Décision

Décision n° 2018-5645 SEN du 25 mai 2018

SEN, Mayotte
Non lieu à prononcer l'inéligibilité

LE CONSEIL CONSTITUTIONNEL A ÉTÉ SAISI le 6 avril 2018 par la Commission nationale des comptes de campagne et des financements politiques (décision du 4 avril 2018), dans les conditions prévues au troisième alinéa de l'article L. 52-15 du code électoral. Cette saisine est relative à la situation de M. Abdallah HASSANI, candidat aux élections qui se sont déroulées le 24 septembre 2017, dans le département de Mayotte, en vue de la désignation de deux sénateurs. Elle a été enregistrée au secrétariat général du Conseil constitutionnel sous le n° 2018-5645 SEN.

Au vu des textes suivants :

  • la Constitution, notamment son article 59 ;
  • l'ordonnance n° 58-1067 du 7 novembre 1958 portant loi organique sur le Conseil constitutionnel ;
  • le code électoral, notamment ses articles L.O. 136-1, L. 52-12 et L. 308-1 ;
  • la loi n° 88-227 du 11 mars 1988 relative à la transparence financière de la vie politique ;
  • le règlement applicable à la procédure suivie devant le Conseil constitutionnel pour le contentieux de l'élection des députés et des sénateurs ;

Au vu des pièces suivantes :

  • les observations présentées pour M. HASSANI par Me Jérôme Léron, avocat au barreau de Versailles, enregistrées le 27 avril 2018 ;
  • les autres pièces produites et jointes au dossier ;

Après avoir entendu M. HASSANI et son conseil ;

Et après avoir entendu le rapporteur ;

LE CONSEIL CONSTITUTIONNEL S'EST FONDÉ SUR CE QUI SUIT :

1. Aux termes de l'article L. 52-8 du code électoral : « Les personnes morales, à l'exception des partis ou groupements politiques, ne peuvent participer au financement de la campagne électorale d'un candidat, ni en lui consentant des dons sous quelque forme que ce soit, ni en lui fournissant des biens, services ou autres avantages directs ou indirects à des prix inférieurs à ceux qui sont habituellement pratiqués ». Il résulte par ailleurs de l'article L. 52-12 du code électoral que chaque candidat soumis au plafonnement prévu à l'article L. 52-11 du même code et qui a obtenu au moins 1 % des suffrages exprimés doit établir un compte de campagne retraçant, selon leur origine, l'ensemble des recettes perçues et, selon leur nature, l'ensemble des dépenses engagées ou effectuées en vue de l'élection. Ces articles sont applicables aux élections sénatoriales en vertu de l'article L. 308-1 du même code.

2. Le compte de campagne de M. HASSANI a été rejeté par la Commission nationale des comptes de campagne et des financements politiques dans sa décision du 4 avril 2018 au motif que figure parmi les recettes de son compte de campagne la contribution, pour 2 500 euros, d'une personne morale qui n'est pas autorisée par les dispositions de l'article L. 52-8 du code électoral à participer au financement d'une campagne électorale.

3. Ni l'article L. 52-8 du code électoral ni aucune autre disposition applicable à l'élection des sénateurs n'impliquent le rejet du compte de campagne au seul motif que le candidat a bénéficié d'un don ou d'un avantage prohibé par ces dispositions. Il appartient à la Commission nationale des comptes de campagne et des financements politiques et, en dernier ressort, au juge de l'élection d'apprécier, compte tenu de l'ensemble des circonstances de l'espèce, notamment de la nature de l'avantage, de son montant et des conditions dans lesquelles il a été consenti, si le bénéfice de cet avantage doit entraîner le rejet du compte.

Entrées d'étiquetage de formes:
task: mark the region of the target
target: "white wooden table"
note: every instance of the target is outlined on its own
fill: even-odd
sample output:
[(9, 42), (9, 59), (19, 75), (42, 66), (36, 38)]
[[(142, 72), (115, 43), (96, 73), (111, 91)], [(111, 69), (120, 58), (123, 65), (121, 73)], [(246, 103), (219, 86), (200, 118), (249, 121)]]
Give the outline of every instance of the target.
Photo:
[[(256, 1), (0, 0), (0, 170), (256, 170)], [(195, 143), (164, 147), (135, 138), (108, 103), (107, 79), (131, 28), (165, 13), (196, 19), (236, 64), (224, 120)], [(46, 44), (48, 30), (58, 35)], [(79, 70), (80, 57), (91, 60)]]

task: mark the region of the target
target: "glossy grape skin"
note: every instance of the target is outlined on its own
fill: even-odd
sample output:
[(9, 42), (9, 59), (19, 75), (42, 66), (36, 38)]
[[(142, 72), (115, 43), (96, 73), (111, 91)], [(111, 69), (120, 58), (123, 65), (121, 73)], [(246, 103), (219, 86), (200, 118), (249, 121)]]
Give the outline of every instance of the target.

**Consigne 1**
D'après la décision du Conseil constitutionnel, quel était le montant de la contribution de la personne morale inscrite parmi les recettes du compte de campagne de M. HASSANI ?
**Consigne 2**
Poursuivez la décision du Conseil constitutionnel après la dernière phrase du point 3.
Les entrées ne sont d'aucune utilité pour ce travail.

**Réponse attendue 1**
2 500 euros.

**Réponse attendue 2**
4. Eu égard à l'objet de la législation relative à la transparence financière de la vie politique, au financement des campagnes électorales et à la limitation des dépenses électorales, une personne morale de droit privé qui s'est assigné un but politique ne peut être regardée comme un « parti ou groupement politique » au sens de l'article L. 52-8 du code électoral que si elle relève des articles 8, 9 et 9-1 de la loi du 11 mars 1988 mentionnée ci-dessus, ou s'est soumise aux règles fixées par les articles 11 à 11-7 de la même loi qui imposent notamment aux partis et groupements politiques de déposer leurs comptes, dans le premier semestre de l'année suivant celle de l'exercice, à la Commission nationale des comptes de campagne et des financements politiques qui les rend publics et assure leur publication au Journal officiel.

5. Il résulte de l'instruction que le « Mouvement départementaliste mahorais », qui a pris en 2015 le nom de « Mouvement pour le développement de Mayotte », ne dépose plus ses comptes à la Commission nationale des comptes de campagne et des financements politiques depuis l'exercice 2011. Ainsi, cette association ne peut être regardée comme un parti ou un groupement politique au sens de l'article L. 52-8 du code électoral. Par suite, et alors même qu'elle a été autorisée par le Conseil supérieur de l'audiovisuel à intervenir dans la campagne électorale audiovisuelle, cette association n'était pas habilitée à contribuer comme elle l'a fait, par un versement de 2 500 euros intervenu le 16 octobre 2017, à la campagne électorale de M. HASSANI. La situation de cette association au regard de la législation sur le financement de la vie politique a été rendue publique par les avis publiés chaque année par la Commission au Journal officiel.

6. Par suite, c'est à bon droit que la Commission nationale des comptes de campagne et des financements politiques a rejeté le compte de campagne de M. HASSANI.

7. En vertu du troisième alinéa de l'article L.O. 136-1 du code électoral, le juge de l'élection, saisi par la Commission nationale des comptes de campagne et des financements politiques, déclare inéligible le candidat dont le compte de campagne a été rejeté à bon droit en cas de volonté de fraude ou de manquement d'une particulière gravité aux règles relatives au financement des campagnes électorales.

8. Il résulte de l'instruction que le manquement de M. HASSANI aux règles de financement des campagnes électorales ne procède pas d'une volonté de fraude, ni ne présente même un caractère délibéré et que, postérieurement au dépôt de son compte de campagne, il a, sur ses deniers personnels, intégralement remboursé au « Mouvement pour le développement de Mayotte » la contribution de ce dernier à sa campagne électorale. Dans ces conditions, il n'y a pas lieu de prononcer l'inéligibilité de M. HASSANI.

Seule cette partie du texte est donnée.